── Information supplied

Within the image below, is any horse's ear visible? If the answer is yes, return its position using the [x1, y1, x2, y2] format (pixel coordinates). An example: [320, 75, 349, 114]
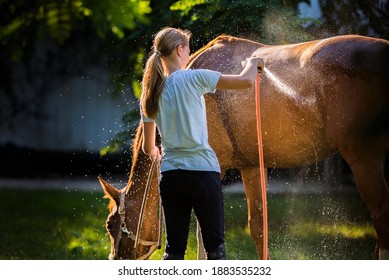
[97, 176, 120, 204]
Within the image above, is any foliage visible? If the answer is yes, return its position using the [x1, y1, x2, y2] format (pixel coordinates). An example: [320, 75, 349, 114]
[0, 0, 389, 153]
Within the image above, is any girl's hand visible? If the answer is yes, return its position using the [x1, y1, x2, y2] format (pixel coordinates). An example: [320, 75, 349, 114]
[150, 146, 161, 162]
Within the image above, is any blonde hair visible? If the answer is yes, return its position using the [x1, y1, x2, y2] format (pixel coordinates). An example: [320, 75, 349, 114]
[141, 27, 191, 118]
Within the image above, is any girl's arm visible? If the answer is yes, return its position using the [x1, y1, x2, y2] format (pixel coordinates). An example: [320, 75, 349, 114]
[216, 56, 264, 89]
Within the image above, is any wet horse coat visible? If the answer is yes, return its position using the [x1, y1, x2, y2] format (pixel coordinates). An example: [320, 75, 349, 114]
[103, 35, 389, 258]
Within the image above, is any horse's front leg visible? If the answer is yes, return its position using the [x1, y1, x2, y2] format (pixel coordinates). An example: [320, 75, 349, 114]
[240, 168, 264, 260]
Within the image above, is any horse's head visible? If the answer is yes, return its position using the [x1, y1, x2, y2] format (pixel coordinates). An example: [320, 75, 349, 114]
[99, 173, 160, 259]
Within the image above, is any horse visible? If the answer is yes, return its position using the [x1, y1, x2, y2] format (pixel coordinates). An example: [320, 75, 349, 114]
[102, 35, 389, 259]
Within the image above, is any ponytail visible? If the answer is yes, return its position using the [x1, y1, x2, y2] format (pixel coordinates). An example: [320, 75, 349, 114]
[140, 27, 191, 118]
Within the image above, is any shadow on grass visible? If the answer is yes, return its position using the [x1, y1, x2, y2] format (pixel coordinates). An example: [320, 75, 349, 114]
[0, 189, 375, 260]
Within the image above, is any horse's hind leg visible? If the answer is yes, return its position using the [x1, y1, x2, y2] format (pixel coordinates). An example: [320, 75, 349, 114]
[342, 141, 389, 259]
[240, 167, 264, 259]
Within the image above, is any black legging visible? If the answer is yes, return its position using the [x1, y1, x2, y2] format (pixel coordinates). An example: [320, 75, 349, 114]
[160, 170, 224, 256]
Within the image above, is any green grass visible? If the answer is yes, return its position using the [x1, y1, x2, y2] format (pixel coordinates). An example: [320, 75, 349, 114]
[0, 189, 375, 259]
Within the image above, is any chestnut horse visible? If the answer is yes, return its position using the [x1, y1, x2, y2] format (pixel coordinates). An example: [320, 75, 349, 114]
[103, 35, 389, 259]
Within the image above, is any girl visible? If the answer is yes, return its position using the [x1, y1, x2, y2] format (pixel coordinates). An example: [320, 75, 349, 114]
[141, 28, 264, 260]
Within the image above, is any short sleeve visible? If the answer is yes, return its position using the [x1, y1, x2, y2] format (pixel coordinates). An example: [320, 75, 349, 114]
[139, 105, 155, 122]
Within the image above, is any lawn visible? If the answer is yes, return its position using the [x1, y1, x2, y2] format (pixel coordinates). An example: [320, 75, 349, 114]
[0, 186, 375, 260]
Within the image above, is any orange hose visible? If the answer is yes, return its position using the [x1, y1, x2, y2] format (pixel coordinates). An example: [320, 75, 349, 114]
[255, 74, 268, 260]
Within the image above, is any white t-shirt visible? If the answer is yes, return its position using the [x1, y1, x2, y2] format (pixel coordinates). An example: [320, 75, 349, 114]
[141, 69, 221, 172]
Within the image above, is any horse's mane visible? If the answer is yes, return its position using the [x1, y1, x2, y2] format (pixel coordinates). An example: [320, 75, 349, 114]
[189, 34, 239, 63]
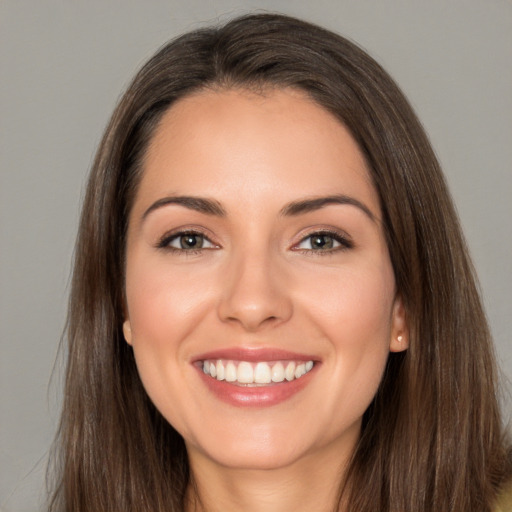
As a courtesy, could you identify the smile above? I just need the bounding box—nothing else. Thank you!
[202,359,314,386]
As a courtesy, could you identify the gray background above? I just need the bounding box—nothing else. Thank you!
[0,0,512,512]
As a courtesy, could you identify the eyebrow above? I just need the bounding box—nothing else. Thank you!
[142,196,226,220]
[142,194,376,222]
[280,194,376,222]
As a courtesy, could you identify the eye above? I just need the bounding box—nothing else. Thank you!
[158,231,215,251]
[295,231,353,252]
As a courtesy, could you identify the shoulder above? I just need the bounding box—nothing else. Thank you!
[494,482,512,512]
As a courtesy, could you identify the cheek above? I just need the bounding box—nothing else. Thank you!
[126,256,214,346]
[296,264,394,408]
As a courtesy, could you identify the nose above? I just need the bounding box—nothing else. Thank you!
[218,251,293,332]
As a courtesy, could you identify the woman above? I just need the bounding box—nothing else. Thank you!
[50,15,512,512]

────

-- Direction --
Arrange all of the rows above as a Markdown table with the columns No. and Text, numbering each line in order, omitting blank lines, and leaving out the pictures.

-- Finished task --
| No. | Text |
|---|---|
| 1 | Within the image below, is any horse's ear visible? If the answer is yes, return its position using the [x1, y1, x2, y2] format (pixel coordinates). An example: [320, 75, 349, 114] |
| 2 | [97, 176, 120, 204] |
| 3 | Within the image above, is any foliage visible? If the answer is yes, return its position using the [x1, y1, x2, y2] format (pixel coordinates). An example: [320, 75, 349, 114] |
| 4 | [0, 0, 389, 153] |
| 5 | Within the image above, is any girl's hand visible? If the answer is yes, return its position using the [x1, y1, x2, y2] format (pixel coordinates). An example: [320, 75, 349, 114] |
| 6 | [150, 146, 161, 162] |
| 7 | Within the image above, is any blonde hair visible? If the answer is yes, return its position using the [x1, y1, x2, y2] format (pixel coordinates). An example: [320, 75, 349, 114] |
| 8 | [141, 27, 191, 118] |
| 9 | Within the image above, is any girl's arm visible? If the answer is yes, return its position using the [x1, y1, x2, y2] format (pixel coordinates). An example: [320, 75, 349, 114] |
| 10 | [216, 56, 264, 89] |
| 11 | Within the image above, is any wet horse coat visible? If the answer is yes, return its position using the [x1, y1, x2, y2] format (pixel coordinates). An example: [320, 75, 349, 114] |
| 12 | [103, 35, 389, 258] |
| 13 | Within the image above, is any horse's front leg visible? If the answer is yes, return its position using the [x1, y1, x2, y2] format (pixel coordinates). An example: [320, 75, 349, 114] |
| 14 | [240, 168, 264, 260] |
| 15 | Within the image above, is any horse's head visible? If the answer is yes, return its position using the [x1, y1, x2, y2] format (pixel coordinates). An example: [320, 75, 349, 114] |
| 16 | [99, 173, 160, 259] |
| 17 | Within the image above, is any horse visible? If the answer is yes, return its position using the [x1, y1, x2, y2] format (pixel coordinates). An example: [320, 75, 349, 114] |
| 18 | [102, 35, 389, 259] |
| 19 | Within the image above, is any ponytail visible? If the answer is yes, return its position using the [x1, y1, x2, y2] format (pixel coordinates). An example: [320, 75, 349, 114] |
| 20 | [140, 27, 191, 118] |
| 21 | Within the image above, is any shadow on grass visible? If the answer is yes, return its position using the [x1, y1, x2, y2] format (pixel coordinates). An example: [320, 75, 349, 114] |
| 22 | [0, 189, 375, 260] |
| 23 | Within the image above, is any horse's hind leg visible? If the answer is yes, return its position using the [x1, y1, x2, y2] format (pixel coordinates). An example: [320, 75, 349, 114] |
| 24 | [342, 141, 389, 259] |
| 25 | [240, 167, 264, 259] |
| 26 | Within the image above, is any black legging visible? If the answer is yes, return its position using the [x1, y1, x2, y2] format (pixel coordinates). An example: [320, 75, 349, 114] |
| 27 | [160, 170, 224, 256] |
| 28 | Within the image above, is any green grass visible? If the answer is yes, return its position using the [x1, y1, x2, y2] format (pixel coordinates). An example: [320, 75, 349, 114] |
| 29 | [0, 189, 375, 259] |
| 30 | Within the image above, is any chestnut horse visible? If the answer is yes, return its position using the [x1, y1, x2, y2] format (pixel coordinates). An example: [320, 75, 349, 114] |
| 31 | [103, 35, 389, 259] |
| 32 | Within the image above, is any girl visible? If the answer is yes, return its position using the [x1, y1, x2, y2] format (pixel coordinates). An example: [320, 75, 349, 114] |
| 33 | [141, 28, 264, 260] |
| 34 | Within the image above, is any short sleeve visible? If the answer is yes, return its position using the [x1, y1, x2, y2] format (pixel coordinates). An example: [320, 75, 349, 114] |
| 35 | [139, 105, 155, 122] |
| 36 | Within the image above, is any lawn visible? If the answer is yes, return its position using the [x1, y1, x2, y2] format (pixel coordinates). An example: [320, 75, 349, 114] |
| 37 | [0, 186, 375, 260] |
| 38 | Within the image above, is any orange hose visible? If the answer is yes, return its position using the [x1, y1, x2, y2] format (pixel coordinates). An example: [320, 75, 349, 114] |
| 39 | [255, 74, 268, 260] |
| 40 | Within the image above, is any white t-shirt visible? If the answer is yes, return its position using the [x1, y1, x2, y2] format (pixel coordinates). An example: [320, 75, 349, 114] |
| 41 | [141, 69, 221, 172] |
| 42 | Within the image above, is any horse's mane visible? If the answer is yes, return its position using the [x1, y1, x2, y2] format (pixel coordinates). An example: [320, 75, 349, 114] |
| 43 | [189, 34, 239, 63] |
| 44 | As a courtesy, could you identify the smile above? I just need the bounding box—nothing else. Thank you! |
| 45 | [202,359,314,386] |
| 46 | As a courtesy, could you identify the gray background above? I just need the bounding box—nothing else. Thank you! |
| 47 | [0,0,512,512] |
| 48 | As a courtesy, could you identify the eyebrow above? I just need the bounding box—nothing else. Thank you! |
| 49 | [142,196,226,220] |
| 50 | [142,194,376,222] |
| 51 | [280,194,376,222] |
| 52 | As a courtesy, could you identify the eye above? I just need the bounding box—nothing else. Thank you! |
| 53 | [158,231,215,251] |
| 54 | [295,231,353,252] |
| 55 | As a courtesy, could you identify the shoulder above? I just need the bounding box—nothing else. Thank you! |
| 56 | [494,482,512,512] |
| 57 | As a courtesy, could you identify the cheek above? I just need the bounding box—nothing else. Thank you! |
| 58 | [126,256,214,346] |
| 59 | [296,264,394,408] |
| 60 | As a courtesy, could you identify the nose above? I just need the bounding box—nothing else. Thank you! |
| 61 | [218,251,293,332] |
| 62 | As a courtesy, could you identify the woman above? I just need the bounding box—nothing else. Thank you! |
| 63 | [50,15,512,512] |